Copy the lines below word for word, from the line containing "Would you point at the shipwreck" through the last line.

===== Given records =====

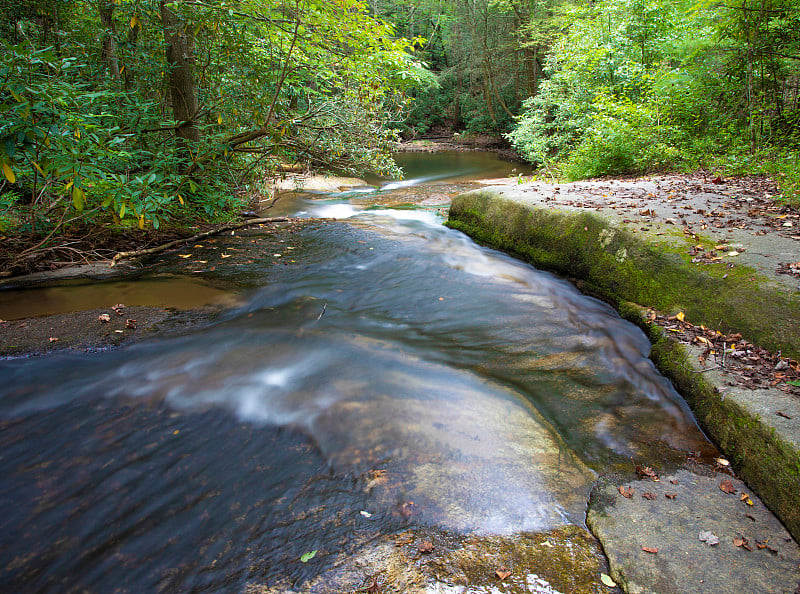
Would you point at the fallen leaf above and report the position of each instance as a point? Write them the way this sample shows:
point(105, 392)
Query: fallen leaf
point(646, 471)
point(502, 572)
point(607, 580)
point(709, 538)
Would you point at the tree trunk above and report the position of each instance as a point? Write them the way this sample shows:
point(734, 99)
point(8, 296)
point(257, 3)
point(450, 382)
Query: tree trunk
point(106, 10)
point(180, 57)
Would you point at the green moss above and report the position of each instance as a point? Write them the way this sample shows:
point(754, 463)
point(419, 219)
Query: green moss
point(615, 265)
point(761, 458)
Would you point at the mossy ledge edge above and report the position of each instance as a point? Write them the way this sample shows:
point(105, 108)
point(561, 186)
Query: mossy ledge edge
point(610, 263)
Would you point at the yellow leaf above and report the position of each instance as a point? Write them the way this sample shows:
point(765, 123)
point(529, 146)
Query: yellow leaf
point(78, 198)
point(8, 172)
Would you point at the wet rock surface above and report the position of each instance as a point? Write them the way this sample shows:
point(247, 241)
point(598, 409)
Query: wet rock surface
point(692, 533)
point(429, 561)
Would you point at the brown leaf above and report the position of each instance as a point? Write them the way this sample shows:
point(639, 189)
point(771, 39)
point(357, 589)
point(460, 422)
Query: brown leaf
point(502, 572)
point(646, 471)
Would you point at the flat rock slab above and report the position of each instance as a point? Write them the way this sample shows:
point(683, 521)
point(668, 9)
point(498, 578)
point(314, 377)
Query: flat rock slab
point(672, 526)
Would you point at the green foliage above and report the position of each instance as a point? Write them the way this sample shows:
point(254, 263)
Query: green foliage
point(640, 85)
point(86, 104)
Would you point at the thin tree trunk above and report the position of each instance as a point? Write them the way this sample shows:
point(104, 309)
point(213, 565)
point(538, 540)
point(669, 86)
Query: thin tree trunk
point(106, 10)
point(180, 57)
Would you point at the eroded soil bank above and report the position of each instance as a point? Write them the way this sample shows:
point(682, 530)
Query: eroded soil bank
point(711, 261)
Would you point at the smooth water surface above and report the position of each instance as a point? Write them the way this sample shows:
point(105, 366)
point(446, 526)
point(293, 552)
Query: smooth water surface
point(394, 374)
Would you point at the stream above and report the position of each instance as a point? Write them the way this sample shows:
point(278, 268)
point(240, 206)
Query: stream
point(376, 372)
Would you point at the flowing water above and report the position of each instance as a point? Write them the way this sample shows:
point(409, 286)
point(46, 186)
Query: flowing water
point(384, 372)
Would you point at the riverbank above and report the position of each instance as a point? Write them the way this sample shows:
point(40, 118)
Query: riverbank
point(707, 268)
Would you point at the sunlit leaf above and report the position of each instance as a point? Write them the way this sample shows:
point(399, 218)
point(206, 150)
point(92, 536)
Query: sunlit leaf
point(78, 198)
point(9, 173)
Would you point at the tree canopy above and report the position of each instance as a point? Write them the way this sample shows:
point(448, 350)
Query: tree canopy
point(142, 110)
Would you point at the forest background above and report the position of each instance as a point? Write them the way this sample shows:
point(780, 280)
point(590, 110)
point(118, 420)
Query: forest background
point(128, 114)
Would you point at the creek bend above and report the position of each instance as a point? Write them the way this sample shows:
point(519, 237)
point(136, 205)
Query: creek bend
point(383, 372)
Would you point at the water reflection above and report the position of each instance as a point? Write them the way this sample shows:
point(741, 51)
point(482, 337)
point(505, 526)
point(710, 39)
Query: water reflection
point(397, 369)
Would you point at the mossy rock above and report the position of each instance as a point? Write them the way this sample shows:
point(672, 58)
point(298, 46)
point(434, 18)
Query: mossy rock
point(617, 266)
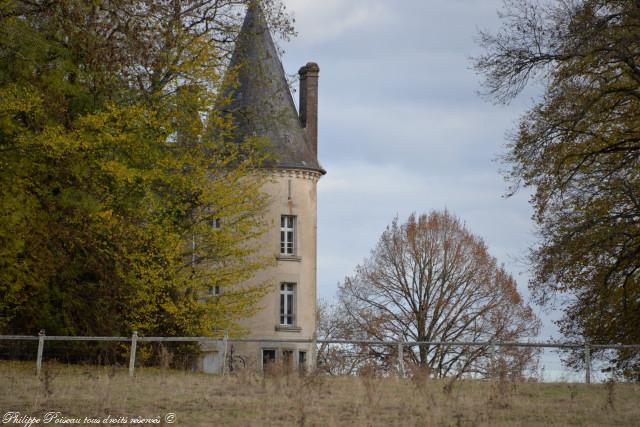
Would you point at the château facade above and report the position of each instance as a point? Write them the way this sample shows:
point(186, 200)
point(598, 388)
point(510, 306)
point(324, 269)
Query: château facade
point(262, 106)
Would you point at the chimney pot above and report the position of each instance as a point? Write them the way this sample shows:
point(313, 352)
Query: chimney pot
point(309, 102)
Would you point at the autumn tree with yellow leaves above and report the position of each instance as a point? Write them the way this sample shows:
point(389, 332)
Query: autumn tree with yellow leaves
point(119, 204)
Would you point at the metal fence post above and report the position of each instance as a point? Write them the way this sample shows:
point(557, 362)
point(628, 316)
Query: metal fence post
point(587, 363)
point(41, 336)
point(225, 341)
point(400, 360)
point(132, 355)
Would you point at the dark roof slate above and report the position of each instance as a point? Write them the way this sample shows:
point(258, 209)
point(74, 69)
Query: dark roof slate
point(262, 104)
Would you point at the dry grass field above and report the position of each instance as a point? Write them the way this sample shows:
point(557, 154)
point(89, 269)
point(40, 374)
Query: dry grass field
point(288, 400)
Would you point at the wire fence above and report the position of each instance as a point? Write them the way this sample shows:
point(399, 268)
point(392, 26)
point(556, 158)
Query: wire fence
point(538, 361)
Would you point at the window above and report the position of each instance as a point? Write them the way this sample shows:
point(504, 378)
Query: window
point(268, 357)
point(287, 234)
point(302, 361)
point(287, 303)
point(287, 360)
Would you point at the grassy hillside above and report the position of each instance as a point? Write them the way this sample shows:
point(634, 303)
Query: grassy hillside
point(281, 400)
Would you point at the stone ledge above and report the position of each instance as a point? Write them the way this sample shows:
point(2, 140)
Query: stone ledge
point(283, 328)
point(289, 258)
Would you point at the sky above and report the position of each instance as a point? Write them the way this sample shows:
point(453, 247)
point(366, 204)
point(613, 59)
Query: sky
point(403, 129)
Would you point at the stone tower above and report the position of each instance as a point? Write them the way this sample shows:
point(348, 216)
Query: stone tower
point(262, 105)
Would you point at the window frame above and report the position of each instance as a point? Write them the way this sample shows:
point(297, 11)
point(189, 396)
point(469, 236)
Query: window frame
point(285, 229)
point(287, 308)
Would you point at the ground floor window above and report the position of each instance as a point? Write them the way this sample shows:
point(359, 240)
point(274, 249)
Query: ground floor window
point(268, 357)
point(302, 361)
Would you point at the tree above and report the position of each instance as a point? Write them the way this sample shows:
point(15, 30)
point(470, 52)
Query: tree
point(579, 148)
point(430, 279)
point(111, 179)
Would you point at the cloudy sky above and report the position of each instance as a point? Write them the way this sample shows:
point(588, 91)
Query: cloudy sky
point(402, 127)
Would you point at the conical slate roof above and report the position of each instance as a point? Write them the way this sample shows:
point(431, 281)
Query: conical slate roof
point(262, 105)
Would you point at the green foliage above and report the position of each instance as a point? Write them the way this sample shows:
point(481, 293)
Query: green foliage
point(112, 178)
point(579, 147)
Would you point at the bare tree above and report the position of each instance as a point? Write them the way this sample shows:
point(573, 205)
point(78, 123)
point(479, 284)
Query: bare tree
point(430, 279)
point(578, 149)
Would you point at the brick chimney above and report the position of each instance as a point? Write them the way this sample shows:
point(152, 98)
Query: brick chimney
point(309, 102)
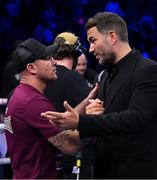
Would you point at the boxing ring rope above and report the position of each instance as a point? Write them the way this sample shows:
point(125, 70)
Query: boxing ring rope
point(6, 160)
point(3, 101)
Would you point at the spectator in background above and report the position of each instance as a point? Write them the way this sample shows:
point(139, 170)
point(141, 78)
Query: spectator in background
point(10, 77)
point(88, 74)
point(71, 87)
point(33, 143)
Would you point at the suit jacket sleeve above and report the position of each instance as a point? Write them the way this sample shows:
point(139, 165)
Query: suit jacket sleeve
point(140, 113)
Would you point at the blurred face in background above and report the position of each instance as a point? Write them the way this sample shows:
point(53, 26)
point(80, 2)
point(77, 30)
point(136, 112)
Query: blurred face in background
point(82, 64)
point(45, 70)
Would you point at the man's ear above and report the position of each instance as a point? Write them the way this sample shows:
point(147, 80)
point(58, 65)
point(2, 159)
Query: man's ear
point(31, 67)
point(113, 36)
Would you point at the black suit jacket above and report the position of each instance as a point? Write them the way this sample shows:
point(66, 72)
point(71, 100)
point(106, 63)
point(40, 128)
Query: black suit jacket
point(126, 143)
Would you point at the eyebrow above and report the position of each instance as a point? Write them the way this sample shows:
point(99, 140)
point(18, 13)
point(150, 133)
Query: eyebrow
point(90, 38)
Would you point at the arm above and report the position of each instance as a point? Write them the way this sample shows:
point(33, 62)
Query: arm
point(81, 107)
point(67, 142)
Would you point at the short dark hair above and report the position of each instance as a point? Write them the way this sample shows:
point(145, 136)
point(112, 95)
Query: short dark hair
point(106, 21)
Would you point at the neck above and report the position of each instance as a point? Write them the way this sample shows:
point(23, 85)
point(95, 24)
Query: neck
point(122, 50)
point(36, 83)
point(68, 63)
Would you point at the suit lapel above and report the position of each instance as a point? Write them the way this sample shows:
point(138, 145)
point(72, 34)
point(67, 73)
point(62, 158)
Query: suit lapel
point(101, 93)
point(121, 78)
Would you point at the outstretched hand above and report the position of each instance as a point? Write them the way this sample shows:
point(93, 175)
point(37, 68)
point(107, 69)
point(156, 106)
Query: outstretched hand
point(66, 120)
point(95, 107)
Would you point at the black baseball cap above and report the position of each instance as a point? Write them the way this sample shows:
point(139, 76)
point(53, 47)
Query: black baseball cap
point(30, 50)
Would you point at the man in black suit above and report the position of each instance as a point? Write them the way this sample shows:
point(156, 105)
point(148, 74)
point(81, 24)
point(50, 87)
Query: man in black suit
point(127, 131)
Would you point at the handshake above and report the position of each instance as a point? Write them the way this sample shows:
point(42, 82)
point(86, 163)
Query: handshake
point(70, 118)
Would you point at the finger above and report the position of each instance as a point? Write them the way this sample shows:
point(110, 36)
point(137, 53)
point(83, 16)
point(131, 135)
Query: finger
point(53, 114)
point(96, 113)
point(94, 110)
point(68, 107)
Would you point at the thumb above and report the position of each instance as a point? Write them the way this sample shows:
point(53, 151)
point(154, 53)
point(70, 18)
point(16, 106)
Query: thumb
point(68, 107)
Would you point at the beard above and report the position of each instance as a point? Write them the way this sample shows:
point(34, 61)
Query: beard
point(107, 58)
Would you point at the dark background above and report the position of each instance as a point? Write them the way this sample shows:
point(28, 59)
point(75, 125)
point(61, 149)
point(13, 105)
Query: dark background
point(44, 19)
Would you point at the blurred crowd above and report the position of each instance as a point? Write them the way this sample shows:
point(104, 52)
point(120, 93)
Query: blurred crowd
point(21, 19)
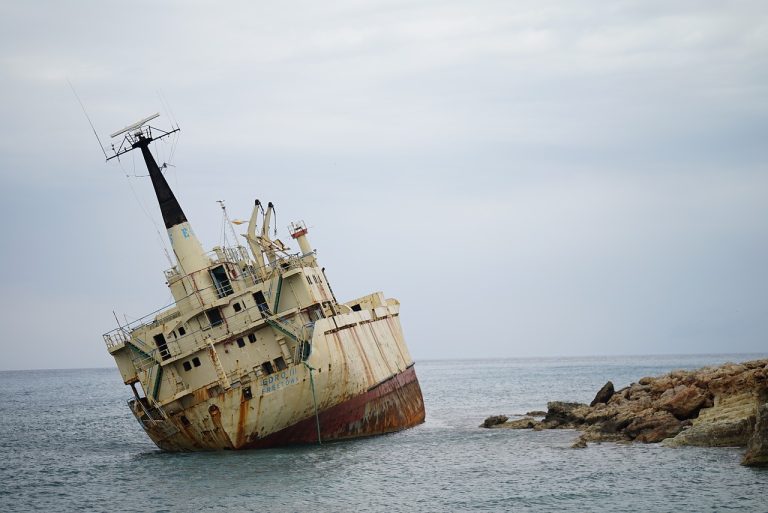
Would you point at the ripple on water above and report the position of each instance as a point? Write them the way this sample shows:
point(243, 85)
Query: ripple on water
point(84, 452)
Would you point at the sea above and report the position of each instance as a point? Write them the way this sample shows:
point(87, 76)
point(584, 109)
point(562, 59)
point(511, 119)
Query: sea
point(69, 443)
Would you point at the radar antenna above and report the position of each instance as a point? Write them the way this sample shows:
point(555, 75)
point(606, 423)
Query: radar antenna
point(138, 135)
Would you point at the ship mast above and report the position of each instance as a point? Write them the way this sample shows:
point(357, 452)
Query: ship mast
point(187, 248)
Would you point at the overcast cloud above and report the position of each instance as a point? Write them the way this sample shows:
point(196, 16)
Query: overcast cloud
point(528, 178)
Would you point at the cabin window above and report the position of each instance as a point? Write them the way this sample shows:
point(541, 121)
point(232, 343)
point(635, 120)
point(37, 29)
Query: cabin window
point(162, 346)
point(214, 316)
point(221, 281)
point(261, 302)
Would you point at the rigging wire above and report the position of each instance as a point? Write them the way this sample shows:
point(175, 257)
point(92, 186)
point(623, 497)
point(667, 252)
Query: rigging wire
point(87, 117)
point(161, 240)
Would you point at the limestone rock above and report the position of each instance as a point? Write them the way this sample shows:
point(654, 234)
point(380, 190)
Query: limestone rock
point(494, 420)
point(712, 406)
point(564, 415)
point(757, 448)
point(603, 395)
point(524, 423)
point(685, 401)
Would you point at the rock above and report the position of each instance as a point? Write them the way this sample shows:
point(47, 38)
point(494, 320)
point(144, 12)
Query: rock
point(603, 395)
point(728, 423)
point(684, 402)
point(712, 406)
point(757, 448)
point(494, 420)
point(724, 433)
point(580, 443)
point(653, 426)
point(524, 423)
point(564, 415)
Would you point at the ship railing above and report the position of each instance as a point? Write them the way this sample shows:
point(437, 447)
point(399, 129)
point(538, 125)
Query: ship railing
point(152, 417)
point(116, 338)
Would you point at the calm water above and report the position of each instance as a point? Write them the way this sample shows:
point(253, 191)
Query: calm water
point(69, 443)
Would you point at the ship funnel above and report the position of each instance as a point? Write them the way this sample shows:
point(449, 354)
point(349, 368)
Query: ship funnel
point(188, 250)
point(298, 231)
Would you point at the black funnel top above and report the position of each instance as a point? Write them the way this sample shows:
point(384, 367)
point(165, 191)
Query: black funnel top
point(169, 206)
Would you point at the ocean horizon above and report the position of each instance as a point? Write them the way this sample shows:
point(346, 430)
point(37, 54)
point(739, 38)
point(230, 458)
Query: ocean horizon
point(69, 443)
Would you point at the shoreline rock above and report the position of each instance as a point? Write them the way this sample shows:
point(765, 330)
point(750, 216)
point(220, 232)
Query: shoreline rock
point(718, 406)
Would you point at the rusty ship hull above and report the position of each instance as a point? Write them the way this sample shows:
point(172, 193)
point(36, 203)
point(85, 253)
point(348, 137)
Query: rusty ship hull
point(364, 384)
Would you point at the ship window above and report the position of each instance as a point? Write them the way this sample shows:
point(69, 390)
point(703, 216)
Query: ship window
point(261, 302)
point(162, 346)
point(214, 316)
point(221, 281)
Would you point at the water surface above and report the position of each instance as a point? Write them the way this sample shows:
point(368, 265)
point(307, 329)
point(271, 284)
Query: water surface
point(69, 443)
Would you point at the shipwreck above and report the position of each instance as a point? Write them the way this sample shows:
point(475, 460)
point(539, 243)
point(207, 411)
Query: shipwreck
point(255, 351)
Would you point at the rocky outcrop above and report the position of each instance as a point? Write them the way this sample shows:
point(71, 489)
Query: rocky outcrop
point(603, 395)
point(713, 406)
point(757, 448)
point(494, 420)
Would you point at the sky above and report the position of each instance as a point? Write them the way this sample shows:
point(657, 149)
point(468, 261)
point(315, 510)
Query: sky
point(528, 178)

=====

Finished exercise
Would you point at the shipwreck above and report the position of each instance as a point? Write them the way this sample shows:
point(475, 460)
point(539, 243)
point(207, 411)
Query: shipwreck
point(255, 351)
Would you point at the rocky outcrop above and report the position of each instance as a point? Write them the way this sample shows:
point(71, 489)
Query: rocky outcrop
point(603, 395)
point(713, 406)
point(757, 448)
point(494, 420)
Would you point at the sky above and report the position of each instance as a point? Write them the way this sample shows:
point(657, 149)
point(468, 261)
point(315, 510)
Query: sky
point(528, 178)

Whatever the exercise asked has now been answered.